_Raw data_
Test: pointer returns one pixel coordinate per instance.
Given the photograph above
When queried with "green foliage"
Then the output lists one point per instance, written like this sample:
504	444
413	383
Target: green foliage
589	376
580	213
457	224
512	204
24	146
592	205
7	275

_What to produce_
Could you render the records above as a JSON list of strings, with one string per line and any blank lines omitted?

_Reply_
[
  "Test: pointer returns one pixel coordinate per instance.",
  "Given the photograph above",
  "When queried with \"green foliage\"",
  "Then the output lists one point per instance, written like this sample:",
  "504\t444",
  "413\t383",
  "Target: green foliage",
  "589\t376",
  "580\t213",
  "457\t224",
  "512\t204",
  "24\t146",
  "592\t205",
  "7\t275"
]